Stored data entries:
───

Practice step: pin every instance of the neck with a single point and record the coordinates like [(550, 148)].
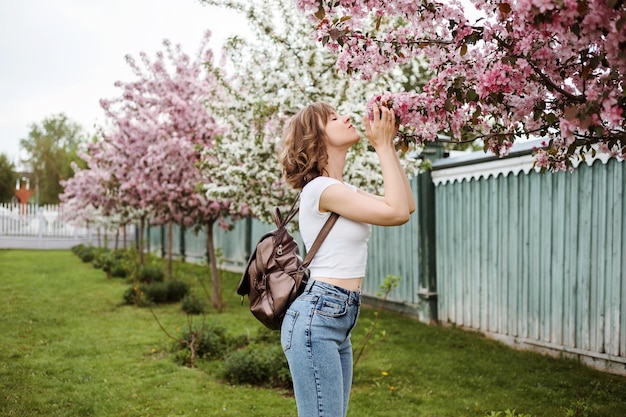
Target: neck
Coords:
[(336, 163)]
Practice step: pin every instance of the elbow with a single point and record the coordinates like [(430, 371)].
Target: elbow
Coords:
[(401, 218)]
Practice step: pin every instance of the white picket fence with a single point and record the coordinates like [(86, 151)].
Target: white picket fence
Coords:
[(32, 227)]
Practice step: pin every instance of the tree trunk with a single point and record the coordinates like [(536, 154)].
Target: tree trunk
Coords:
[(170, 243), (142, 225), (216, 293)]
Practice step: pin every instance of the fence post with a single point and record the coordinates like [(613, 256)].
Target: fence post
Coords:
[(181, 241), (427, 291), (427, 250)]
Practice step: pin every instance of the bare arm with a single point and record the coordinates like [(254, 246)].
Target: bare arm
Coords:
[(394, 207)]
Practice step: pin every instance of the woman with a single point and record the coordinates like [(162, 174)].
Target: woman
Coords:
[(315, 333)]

───

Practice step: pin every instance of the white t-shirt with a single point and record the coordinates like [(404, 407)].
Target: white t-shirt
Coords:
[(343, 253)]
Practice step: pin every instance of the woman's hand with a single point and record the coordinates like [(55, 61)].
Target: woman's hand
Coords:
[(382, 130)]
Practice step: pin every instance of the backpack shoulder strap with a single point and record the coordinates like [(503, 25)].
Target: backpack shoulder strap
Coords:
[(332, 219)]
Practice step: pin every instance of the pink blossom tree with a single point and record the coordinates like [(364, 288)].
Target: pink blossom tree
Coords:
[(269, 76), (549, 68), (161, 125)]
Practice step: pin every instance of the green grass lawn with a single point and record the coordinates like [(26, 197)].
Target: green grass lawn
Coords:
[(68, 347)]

───

• _Your objective_
Copy whichever lines of the records above contain the word "strap".

• _Output of the task_
Practice step: pin every instance of the backpack shoulder strap with a single point and record the coordinates like [(503, 25)].
Target: backpack shoulder strap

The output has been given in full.